> Set task:
Rewrite all the records below, replacing "marker" with "pin" wherever it occurs and leaving everything else unchanged. Omit the pictures from your answer.

> Record excerpts:
>> Begin
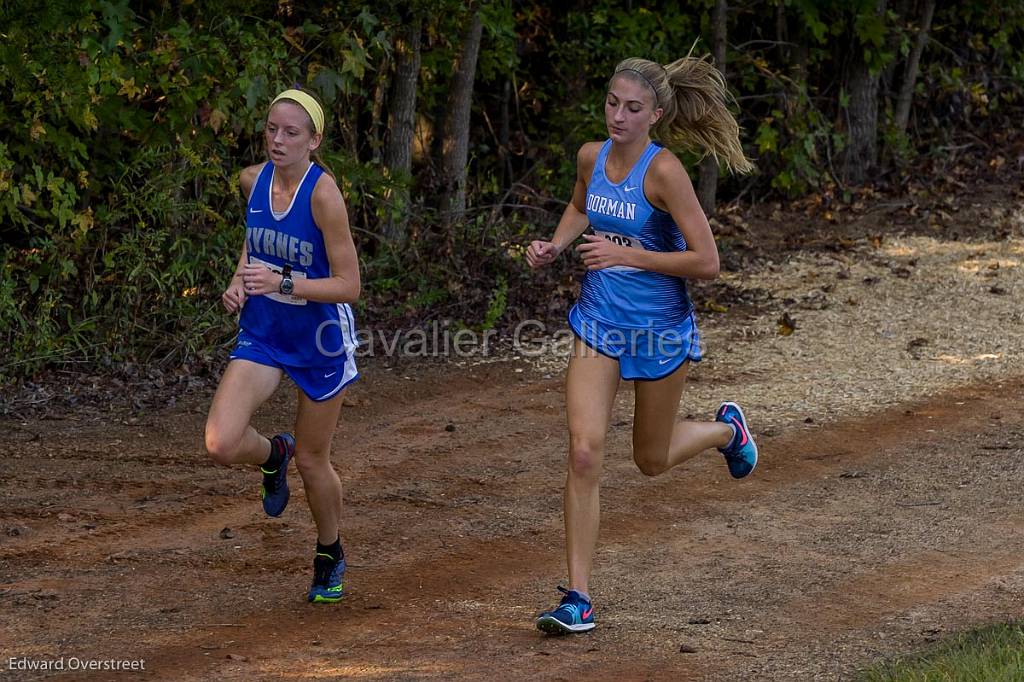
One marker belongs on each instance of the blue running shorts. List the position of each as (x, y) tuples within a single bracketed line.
[(318, 383), (645, 353)]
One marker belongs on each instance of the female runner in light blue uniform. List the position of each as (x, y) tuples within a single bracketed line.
[(294, 282), (634, 318)]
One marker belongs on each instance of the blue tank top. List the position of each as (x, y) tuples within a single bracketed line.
[(625, 296), (296, 332)]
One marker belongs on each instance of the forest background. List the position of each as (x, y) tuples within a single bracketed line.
[(453, 130)]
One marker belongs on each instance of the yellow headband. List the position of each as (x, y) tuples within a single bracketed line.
[(307, 102)]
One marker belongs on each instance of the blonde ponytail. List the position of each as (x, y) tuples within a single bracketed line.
[(694, 100)]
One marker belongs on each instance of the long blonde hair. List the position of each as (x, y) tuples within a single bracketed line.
[(694, 100)]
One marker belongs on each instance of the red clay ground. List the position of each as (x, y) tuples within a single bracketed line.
[(865, 539)]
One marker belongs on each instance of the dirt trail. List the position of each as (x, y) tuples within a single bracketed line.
[(853, 541)]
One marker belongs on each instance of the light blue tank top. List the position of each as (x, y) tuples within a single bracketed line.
[(296, 332), (626, 296)]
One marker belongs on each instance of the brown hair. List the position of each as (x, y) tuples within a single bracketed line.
[(315, 154), (694, 100)]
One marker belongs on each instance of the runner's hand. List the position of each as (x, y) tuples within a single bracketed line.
[(541, 253), (260, 280), (235, 297)]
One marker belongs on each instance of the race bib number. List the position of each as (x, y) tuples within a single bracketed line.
[(621, 240), (290, 299)]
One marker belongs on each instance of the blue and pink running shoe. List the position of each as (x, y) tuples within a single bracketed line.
[(740, 454), (573, 614)]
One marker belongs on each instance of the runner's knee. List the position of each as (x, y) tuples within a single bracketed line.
[(585, 458), (311, 463)]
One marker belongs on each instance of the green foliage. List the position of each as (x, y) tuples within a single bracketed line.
[(994, 653), (126, 124)]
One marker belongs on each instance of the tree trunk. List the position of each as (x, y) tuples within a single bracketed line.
[(398, 154), (456, 151), (862, 153), (708, 185), (912, 65), (902, 11)]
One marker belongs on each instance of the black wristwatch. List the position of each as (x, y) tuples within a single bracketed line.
[(287, 285)]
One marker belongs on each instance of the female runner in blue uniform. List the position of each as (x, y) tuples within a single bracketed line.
[(293, 285), (634, 318)]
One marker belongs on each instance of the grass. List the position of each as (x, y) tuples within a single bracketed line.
[(992, 653)]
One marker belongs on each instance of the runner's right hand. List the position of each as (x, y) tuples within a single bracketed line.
[(541, 253), (235, 297)]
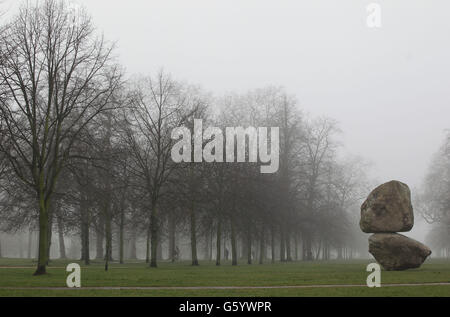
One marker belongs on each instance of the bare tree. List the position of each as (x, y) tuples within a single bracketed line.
[(56, 75)]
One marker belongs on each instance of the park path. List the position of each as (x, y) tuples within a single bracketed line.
[(216, 287)]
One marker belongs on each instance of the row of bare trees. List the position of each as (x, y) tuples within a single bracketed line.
[(434, 199), (84, 152)]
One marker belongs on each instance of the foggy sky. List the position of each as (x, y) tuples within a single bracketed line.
[(388, 88)]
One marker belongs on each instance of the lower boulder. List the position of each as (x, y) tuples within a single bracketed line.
[(396, 252)]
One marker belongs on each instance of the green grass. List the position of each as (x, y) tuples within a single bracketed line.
[(207, 274)]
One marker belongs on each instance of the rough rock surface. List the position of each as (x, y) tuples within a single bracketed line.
[(397, 252), (387, 209)]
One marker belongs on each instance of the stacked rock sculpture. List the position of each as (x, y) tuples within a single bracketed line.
[(386, 211)]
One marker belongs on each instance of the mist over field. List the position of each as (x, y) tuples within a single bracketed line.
[(86, 166)]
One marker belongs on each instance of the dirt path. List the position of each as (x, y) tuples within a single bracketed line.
[(214, 287)]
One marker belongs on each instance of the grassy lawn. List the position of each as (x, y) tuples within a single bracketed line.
[(207, 274)]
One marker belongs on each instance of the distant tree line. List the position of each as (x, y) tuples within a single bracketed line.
[(85, 152)]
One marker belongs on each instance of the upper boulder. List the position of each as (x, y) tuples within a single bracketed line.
[(387, 209)]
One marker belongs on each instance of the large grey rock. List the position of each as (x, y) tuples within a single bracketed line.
[(387, 209), (397, 252)]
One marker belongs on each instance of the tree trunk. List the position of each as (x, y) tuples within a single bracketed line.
[(133, 253), (262, 247), (218, 242), (249, 245), (282, 246), (233, 244), (172, 227), (121, 235), (62, 247), (153, 235), (99, 237), (147, 252), (272, 244), (30, 242), (193, 235), (287, 236), (43, 237)]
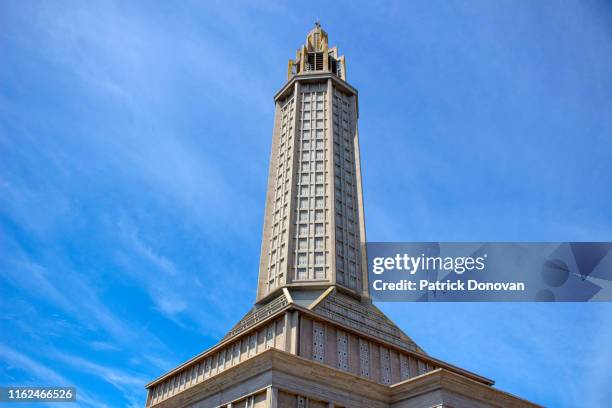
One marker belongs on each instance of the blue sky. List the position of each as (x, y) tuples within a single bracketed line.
[(134, 145)]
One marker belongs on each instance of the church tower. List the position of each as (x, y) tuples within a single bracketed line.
[(313, 338), (314, 223)]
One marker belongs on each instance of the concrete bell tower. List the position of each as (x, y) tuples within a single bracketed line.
[(314, 221), (313, 338)]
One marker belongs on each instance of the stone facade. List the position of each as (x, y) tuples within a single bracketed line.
[(313, 337)]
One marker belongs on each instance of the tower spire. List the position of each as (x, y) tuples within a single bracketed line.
[(316, 56), (313, 227)]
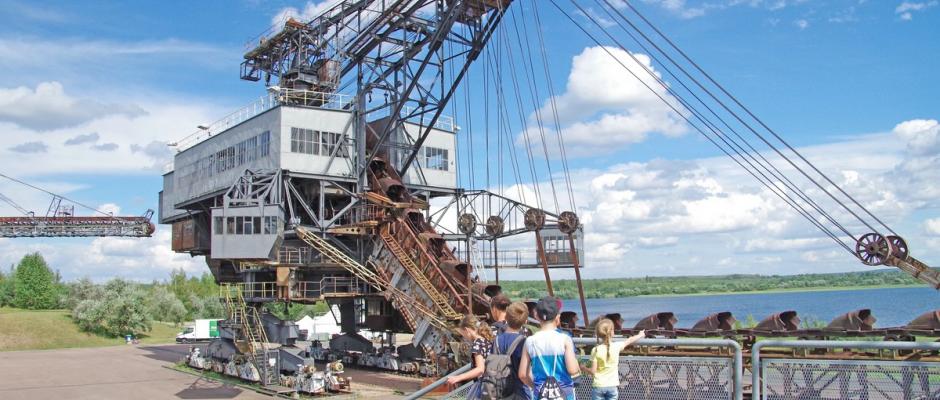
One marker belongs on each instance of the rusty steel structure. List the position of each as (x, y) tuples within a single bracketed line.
[(340, 185), (60, 220)]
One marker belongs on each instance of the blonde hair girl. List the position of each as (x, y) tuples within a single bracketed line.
[(605, 360), (480, 336)]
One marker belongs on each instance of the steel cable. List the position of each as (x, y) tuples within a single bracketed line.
[(760, 122), (772, 188)]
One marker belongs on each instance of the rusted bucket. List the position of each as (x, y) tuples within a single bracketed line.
[(721, 321), (858, 320)]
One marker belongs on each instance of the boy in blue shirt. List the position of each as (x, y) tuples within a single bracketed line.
[(549, 364)]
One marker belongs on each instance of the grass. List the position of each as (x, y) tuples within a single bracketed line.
[(54, 329)]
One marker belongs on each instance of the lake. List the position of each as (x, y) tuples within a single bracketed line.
[(891, 306)]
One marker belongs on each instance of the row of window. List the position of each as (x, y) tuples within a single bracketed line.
[(241, 153), (309, 141), (245, 225), (435, 158)]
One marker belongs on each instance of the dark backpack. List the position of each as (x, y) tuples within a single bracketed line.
[(497, 382)]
>> End
> Final result:
One pin belongs on each instance of the blue running shorts. List the position of each as (x, y) tuples within a single bracketed line.
[(318, 383), (645, 353)]
One pin belongs on each instance of the female runner in light blue uniform. List the position of each as (x, y) tuples within a single bracketed line.
[(294, 282), (634, 318)]
One pin belongs on each instance of the blue tank top. List the position of each as (x, y) tuples within a single bracketed line.
[(625, 296), (296, 332)]
One pin belongs on each instance of the forest background. List the position of each as (x, y) tuples within a single bracketed line.
[(453, 130)]
One pin belongs on each instance of the yellow headband. List the position of each as (x, y) tuples within a single bracketed line.
[(307, 102)]
One pin belongs on each instance of the blonde ponytail. List the position of each as (x, y) tuples within a single bracketed line.
[(694, 100)]
One pin belongs on each instance of the long blonde hair. List the position of each as (x, y) tuples within a single bracketed line.
[(694, 100)]
One pin belongs on each instance of the red clay ground. List the position of each as (x, y) tuples within a single bracketed line.
[(865, 539)]
One pin belongs on each instance of the dirt trail. List the position of each as (x, y) tuples within a single bracketed line.
[(853, 541)]
One pin belongs on each instance of the light blue tank top. List the position of each as (x, y) tuples within a single bracketed line.
[(296, 332), (626, 296)]
One pin belongs on each instance of the brown hair. List the position of each as (x, y) tuples within a single bracketed line.
[(315, 154), (694, 100)]
One pin belongs on each instance of the runner's hand. List the position of each as (x, y) tuples within a single bracketed line.
[(541, 253), (260, 280), (235, 297)]
One pin belongs on each instance of the race bib number. List the position of each as (x, y) tuples within a single bracketed line.
[(621, 240), (290, 299)]
One pin belongs on each instance of the blue and pink running shoe. List the position of each as (x, y) tuples within a single bracketed line.
[(740, 454), (573, 614)]
One pin belongs on each instance of the runner's knee. List the position of each as (x, y) tuples within a single bracketed line.
[(585, 458), (311, 463)]
One pin belongs on each instance of the green foliage. List the position of each as (x, y) tuples within a single bracketed line.
[(994, 653), (126, 124)]
One pin belongs on each instance of the tree trunk. List the position of each as (x, y) tuples within a single bracketed line.
[(398, 154), (456, 151), (862, 153), (708, 185), (912, 65), (902, 11)]
One pin belongs on each instance of the black wristwatch. List the position of each as (x, y) tuples within a single bracketed line.
[(287, 285)]
One pin belongs on each instance of the female runner in blue uniform. List the position of each as (x, y) tuples within a single bracketed line.
[(293, 285), (634, 318)]
One pin belongs on each instance of the grass. List the position of each as (x, y) tuples within a single bracketed line.
[(992, 653)]
One pin belongs on each instance of the runner's right hand. List the position of each as (x, y) tuples within a single bracketed line.
[(541, 253), (235, 297)]
One pin belongs on each instance of the bare tree. List the position of each as (x, y) tuples within a single bracketed line.
[(56, 75)]
One pin belongs on each instance of the park path. List the position of each as (x, y) tuples within a single bracketed line.
[(216, 287)]
One pin belongs on each instance of the row of bare trees. List the position of each as (x, y) tuples within a single bracketed line.
[(434, 199), (84, 152)]
One pin belongs on each instance of the foggy sky. List the position of each as (x, y) tuples within a single bracketed line.
[(388, 88)]
One pin belongs on each instance of the lower boulder. List the position of each as (x, y) tuples within a single bracketed line.
[(396, 252)]
One pin belongs on each instance of the green grass. List the position of each as (x, y) tuples within a single bracketed line.
[(207, 274)]
One pin belongs on each instance of the rough rock surface. List the position of each as (x, y) tuples within a single bracketed line.
[(397, 252), (387, 209)]
One pin belongs on each instance of the stacked rock sculpture. List the position of each as (x, y) tuples within a single bracketed line.
[(386, 211)]
One pin belongs on each instance of the mist over field. List the position of each as (x, y) tuples within a single bracketed line.
[(86, 166)]
One pin belongs on each instance of the dirt path. List the position of each as (x, y) tuples within a single bracketed line.
[(214, 287)]
One pin belongs on each instance of the grassy lawn. List the position of each as (x, y) tuples within a single bracketed line.
[(207, 274)]
One pin belongs on each instance of the distant tree line. List the position of each as (x, y) tuples within a single bracketed line.
[(85, 152)]
One pin belongs on each instance of the upper boulder. List the position of each as (x, y) tuples within a single bracketed line.
[(387, 209)]
One pin belongs on each instance of the large grey rock. List the position of each as (x, y) tuples within a single bracketed line.
[(387, 209), (397, 252)]
One pin belongs on each instance of the tree trunk. List the position of each as (x, y) tuples within a single bracketed line.
[(133, 253), (262, 247), (218, 242), (249, 245), (282, 246), (233, 244), (172, 227), (121, 235), (62, 247), (153, 235), (99, 237), (147, 252), (272, 244), (30, 242), (193, 235), (287, 236), (43, 237)]
One pin belongs on each instance of the blue sky. List the position of each as (x, y) tuples within a single bracketed line.
[(134, 145)]
One pin belongs on each instance of the church tower. List the position of each as (x, y) tuples within a single bracketed line.
[(313, 338), (314, 223)]
One pin belongs on each instance of the concrete bell tower. List the position of each as (x, y) tuples within a single bracketed line.
[(314, 221), (313, 338)]
One pin belongs on each instance of the stone facade. List the position of each as (x, y) tuples within a single bracketed line.
[(313, 337)]
One pin belongs on each instance of the tower spire. List the position of each as (x, y) tuples within a single bracketed line.
[(316, 56), (313, 227)]
One pin belongs on each instance of the rusty steel structure. List the position of each as (x, y) tuples within a single bracketed line.
[(340, 185), (60, 220)]
One pin belongs on each instance of the blonde hair girl. List the position of each as (x, y) tuples within a single bracketed line.
[(605, 360), (480, 336)]
One pin belongs on each instance of the steel cable. List the position of each as (x, y) tuples within a single bracketed line.
[(760, 122), (772, 188)]
One pin belongs on each instance of the rusted bucket. List the position of each as (x, y) tuples within a single bracketed line.
[(721, 321), (858, 320)]
One pin belongs on each instance of the boy in blue shirt. List the position of each as (x, y) tuples within a single bracketed line.
[(549, 364)]
One pin belongs on each instance of the grass. List the position of each as (x, y) tuples within a single bracketed line.
[(54, 329)]
One pin belongs on each instance of the lake. List the position of each as (x, y) tuples within a single bracketed line.
[(891, 306)]
One pin belongs on each instance of the row of window. List the position of each as (x, y) tuples within a single bracketed line.
[(241, 153), (309, 141), (245, 225), (435, 158)]
One pin belongs on each instance of the dark backpack. List the position of each as (x, y) tuples within a single bracketed line.
[(497, 382)]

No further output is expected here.